Write out the full set of records below exactly.
----- Records for this task -----
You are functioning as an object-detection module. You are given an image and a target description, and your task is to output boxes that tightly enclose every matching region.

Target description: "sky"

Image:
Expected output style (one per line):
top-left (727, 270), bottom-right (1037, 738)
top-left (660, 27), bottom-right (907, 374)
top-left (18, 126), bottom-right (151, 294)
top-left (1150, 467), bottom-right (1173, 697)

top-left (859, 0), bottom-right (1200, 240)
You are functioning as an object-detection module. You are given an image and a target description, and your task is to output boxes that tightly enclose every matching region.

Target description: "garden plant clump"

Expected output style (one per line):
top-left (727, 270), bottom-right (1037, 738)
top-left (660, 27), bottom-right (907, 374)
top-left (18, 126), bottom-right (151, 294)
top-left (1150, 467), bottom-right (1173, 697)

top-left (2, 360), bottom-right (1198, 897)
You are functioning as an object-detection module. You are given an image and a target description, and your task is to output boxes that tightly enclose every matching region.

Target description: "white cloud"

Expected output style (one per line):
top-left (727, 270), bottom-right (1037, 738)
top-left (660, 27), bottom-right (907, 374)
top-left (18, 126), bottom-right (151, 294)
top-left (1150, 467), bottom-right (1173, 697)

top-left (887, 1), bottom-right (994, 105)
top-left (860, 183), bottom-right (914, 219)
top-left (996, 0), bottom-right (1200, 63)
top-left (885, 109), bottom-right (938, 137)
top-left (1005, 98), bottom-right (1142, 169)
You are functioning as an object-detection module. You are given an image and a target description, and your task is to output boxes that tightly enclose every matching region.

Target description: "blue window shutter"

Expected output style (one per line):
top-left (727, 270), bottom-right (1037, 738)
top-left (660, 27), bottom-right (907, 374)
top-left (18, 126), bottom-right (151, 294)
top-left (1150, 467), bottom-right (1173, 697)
-----
Response area:
You are functioning as an object-detection module. You are given an image and a target description, and your task is to output boxes that tightly enclose every matching region.

Target description: "sky"

Image:
Expected output style (one per line):
top-left (727, 270), bottom-right (1037, 738)
top-left (660, 27), bottom-right (907, 374)
top-left (18, 126), bottom-right (151, 294)
top-left (1150, 467), bottom-right (1173, 697)

top-left (859, 0), bottom-right (1200, 240)
You are functioning as an object-detection module. You are given an image and a target description, and your task is to output boxes that tightly enclose every matching region.

Target description: "garden plant clump"

Expected output style (one per line):
top-left (727, 270), bottom-right (1037, 738)
top-left (660, 27), bottom-right (907, 374)
top-left (18, 126), bottom-right (151, 294)
top-left (1150, 467), bottom-right (1173, 697)

top-left (2, 360), bottom-right (1198, 897)
You are functioning as an object-detection module. You are given an image and a target description, and your task is to output boxes that tightly enclose every matching region.

Target description: "white cloud"

Expected output style (one per line):
top-left (727, 270), bottom-right (1037, 738)
top-left (660, 27), bottom-right (907, 374)
top-left (18, 126), bottom-right (151, 294)
top-left (1150, 467), bottom-right (1173, 697)

top-left (887, 1), bottom-right (994, 105)
top-left (860, 183), bottom-right (914, 219)
top-left (996, 0), bottom-right (1200, 63)
top-left (885, 109), bottom-right (938, 137)
top-left (1005, 98), bottom-right (1142, 169)
You are functioning as an object-detection module. You are given an image and a target description, and your task is to output boxes that tightly enclose every matching region.

Target description: "blue window shutter"

Expected output style (one per line):
top-left (727, 270), bottom-right (1037, 738)
top-left (660, 27), bottom-right (907, 374)
top-left (18, 126), bottom-right (151, 294)
top-left (1150, 467), bottom-right (1173, 697)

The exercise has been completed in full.